:: TASK OBJECTIVE ::
Write the next part of the Salmonella biofilm publication summary, starting after its last sentence.

:: PAGE EXTRACT ::

┌────────

Submitted to: Journal of Food Protection
Publication Type: Peer Reviewed Journal
Publication Acceptance Date: 1/10/2005
Publication Date: 5/1/2005
Citation: Solomon, E.B., Niemira, B.A., Sapers, G.M., Annous, B.A. 2005. Biofilm formation, cellulose production, and curli biosynthesis by salmonella spp. originating from produce, animal, and clinical sources. Journal of Food Protection. 68(5): 906-912.

Interpretive Summary: American consumer demand for fresh fruits and vegetables has increased dramatically in the past decade. From 1987-1997, per capita consumption of fresh produce increased by 35 pounds per year. Concurrently, the number of outbreaks of foodborne illness associated with produce has also increased. During 2000-2002, three successive outbreaks of salmonellosis were linked to the consumption of contaminated cantaloupes. This has resulted in a great deal of research to find intervention treatments capable of inactivating Salmonella residing on the outer surface of cantaloupes. Previous work in our laboratory has resulted in the observation that cells of Salmonella do not exist as single, solitary organisms, but instead organize together into biofilms (communities of microorganisms covered in layers of polymer). These biofilms form quickly on melon surfaces and are far more difficult to inactivate or remove than single attached cells. The work described in this manuscript attempts to understand whether biofilm formation is found predominantly in produce-associated Salmonella, or is a trait also found in Salmonella originating from other sources. Our research has shown that all Salmonella are capable of forming biofilms, regardless of their source. This furthers our understanding of the behavior of Salmonella on produce surfaces and will aid in the search for more effective intervention treatments.

└────────

:: INPUT DATA ::
┌────────

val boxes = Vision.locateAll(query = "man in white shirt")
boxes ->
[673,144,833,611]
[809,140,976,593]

└────────

:: ANSWER BOX ::
Technical Abstract: The ability of 71 strains of Salmonella enterica originating from produce, meat, or clinical sources to form biofilms was investigated. A crystal violet binding assay demonstrated no significant differences in biofilm formation by isolates from any source when tested in either Luria-Bertani (LB) broth supplemented with 2% glucose, tryptic soy broth, or 1/20th-strength tryptic soy broth. Curli and cellulose production were monitored by assessing morphotypes on LB agar without salts containing Congo Red and fluorescence on LB agar containing calcofluor, respectively. One-hundred percent of clinical isolates exhibited curli biosynthesis and 73% demonstrated cellulose production. All meat-related isolates formed curli and 84% produced cellulose. Eighty percent of produce-related isolates produced curli but only 52% produced cellulose. Crystal violet binding was not statistically higher in isolates of any morphotype, but was related to the media in which the strains were tested. Results indicate that biofilm formation (as measured by crystal violet binding) is not dependent on the source of the test isolate. The prevalence of cellulose deficient isolates is highest among produce-related strains. These data indicate the difficulties in assessing biofilm formation in Salmonella using a standardized crystal violet assay.